# [Questions to answer]
(a) Return the part of the embedding evals page from "Evals: Embedding" up to and including "Requires embedding mode.", copied word for word.
(b) List every flag that the table on the embedding evals page gives for the confidence-analysis command.

Start of Document extract

Evals: Embedding
Behavioral probes for embedding models: confidence-analysis, custom Q&A with cosine-similarity scoring, and semantic match tasks. Embedding-specific retrieval evals live under Inspection (retrieval, sae-faithfulness). Requires embedding mode.
2 commands
aquin confidence-analysis
agent tool: run_confidence_analysis
Per-probe representation confidence over a probe dataset. Embedding mode uses cosine similarity to a baseline-centroid reference and spectral entropy (diffuse = higher uncertainty). Optional --join-sae attaches SAE mean L0 and top feature per probe for confidence ↔ feature ↔ layer analysis under stressors.
| Flag | Description |
|---|---|
| --prompts* | JSON/JSONL probe file (text + optional id, stressor, lang, quant_run_id). |
| --threshold | Low-confidence cutoff 0–1 (default: 0.40). |
| --join-sae | Attach SAE mean L0 + top feature per probe. |
| --layer | SAE layer for join (default: model embed SAE layer, e.g. 11 for gte-small). |
| --save | Write schema_version=1 JSON export (stressor deltas + heatmap). |
| --check | Save confidence-analysis-check.json and confidence-analysis-check.png in the current directory. |
| --output json | Print raw JSON to stdout. |
Same command as LLM confidence-analysis; metrics backend switches automatically. Tag baseline probes with stressor: baseline for centroid reference.

End of Document extract
Start of Dataset extract

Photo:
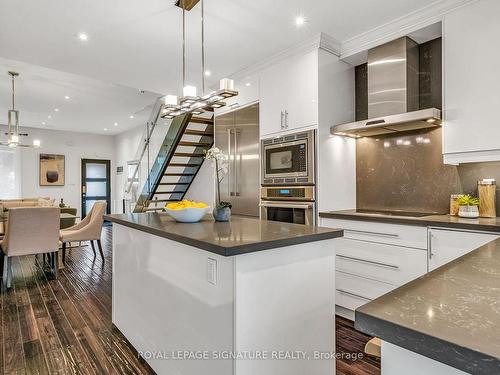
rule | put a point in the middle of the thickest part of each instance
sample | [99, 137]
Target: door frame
[83, 185]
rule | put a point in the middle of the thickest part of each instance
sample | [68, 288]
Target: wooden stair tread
[199, 132]
[184, 165]
[202, 120]
[194, 144]
[188, 155]
[170, 192]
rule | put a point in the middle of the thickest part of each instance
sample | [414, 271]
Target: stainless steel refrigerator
[237, 135]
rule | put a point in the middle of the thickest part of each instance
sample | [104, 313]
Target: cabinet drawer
[354, 291]
[387, 263]
[393, 234]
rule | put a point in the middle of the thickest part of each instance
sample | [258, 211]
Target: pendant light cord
[183, 44]
[202, 49]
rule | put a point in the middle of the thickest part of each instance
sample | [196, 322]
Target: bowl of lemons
[187, 211]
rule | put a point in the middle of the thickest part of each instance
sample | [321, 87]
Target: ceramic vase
[222, 214]
[471, 212]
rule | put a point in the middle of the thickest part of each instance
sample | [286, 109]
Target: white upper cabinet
[289, 94]
[248, 93]
[471, 83]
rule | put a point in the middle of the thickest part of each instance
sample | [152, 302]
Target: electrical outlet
[212, 271]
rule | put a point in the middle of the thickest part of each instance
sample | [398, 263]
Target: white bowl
[188, 215]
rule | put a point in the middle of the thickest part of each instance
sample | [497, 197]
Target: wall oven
[292, 204]
[288, 159]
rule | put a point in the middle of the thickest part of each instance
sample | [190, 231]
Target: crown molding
[318, 41]
[401, 26]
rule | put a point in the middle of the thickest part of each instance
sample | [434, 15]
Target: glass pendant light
[191, 102]
[13, 134]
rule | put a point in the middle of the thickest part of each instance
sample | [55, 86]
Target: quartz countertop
[446, 221]
[451, 314]
[238, 236]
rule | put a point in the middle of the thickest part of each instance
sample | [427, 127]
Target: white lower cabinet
[446, 245]
[374, 258]
[367, 270]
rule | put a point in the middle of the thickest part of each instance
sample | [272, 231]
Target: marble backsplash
[406, 172]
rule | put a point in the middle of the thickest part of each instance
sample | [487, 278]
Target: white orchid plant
[220, 161]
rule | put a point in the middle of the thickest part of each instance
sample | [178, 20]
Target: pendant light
[13, 134]
[190, 102]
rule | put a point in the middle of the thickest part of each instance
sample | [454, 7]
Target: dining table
[4, 218]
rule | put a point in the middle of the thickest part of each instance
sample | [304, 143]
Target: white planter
[469, 211]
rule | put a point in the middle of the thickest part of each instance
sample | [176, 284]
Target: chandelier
[13, 134]
[190, 102]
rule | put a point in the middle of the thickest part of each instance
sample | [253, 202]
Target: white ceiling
[138, 44]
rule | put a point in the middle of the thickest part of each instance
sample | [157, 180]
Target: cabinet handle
[430, 245]
[369, 262]
[353, 295]
[392, 235]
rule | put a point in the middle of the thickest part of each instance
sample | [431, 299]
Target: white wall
[336, 155]
[125, 145]
[75, 146]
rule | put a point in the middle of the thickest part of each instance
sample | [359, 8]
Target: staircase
[179, 159]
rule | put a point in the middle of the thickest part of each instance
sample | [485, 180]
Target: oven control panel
[304, 193]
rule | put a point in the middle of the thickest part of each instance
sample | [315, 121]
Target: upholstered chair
[89, 229]
[30, 230]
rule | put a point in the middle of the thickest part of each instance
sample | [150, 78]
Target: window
[10, 173]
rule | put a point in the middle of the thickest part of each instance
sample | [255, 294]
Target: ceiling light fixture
[190, 102]
[300, 20]
[13, 133]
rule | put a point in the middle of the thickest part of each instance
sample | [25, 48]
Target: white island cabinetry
[243, 288]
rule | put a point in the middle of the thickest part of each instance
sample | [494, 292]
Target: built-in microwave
[288, 159]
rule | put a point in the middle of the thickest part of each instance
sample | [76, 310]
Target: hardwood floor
[348, 340]
[64, 326]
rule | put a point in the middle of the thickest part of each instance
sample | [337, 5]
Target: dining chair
[30, 231]
[89, 229]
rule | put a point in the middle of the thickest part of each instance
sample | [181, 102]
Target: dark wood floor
[64, 326]
[348, 340]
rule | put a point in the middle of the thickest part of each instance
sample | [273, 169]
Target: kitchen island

End of Dataset extract

# [Answers by item]
(a)
Evals: Embedding
Behavioral probes for embedding models: confidence-analysis, custom Q&A with cosine-similarity scoring, and semantic match tasks. Embedding-specific retrieval evals live under Inspection (retrieval, sae-faithfulness). Requires embedding mode.

(b)
--prompts
--threshold
--join-sae
--layer
--save
--check
--output json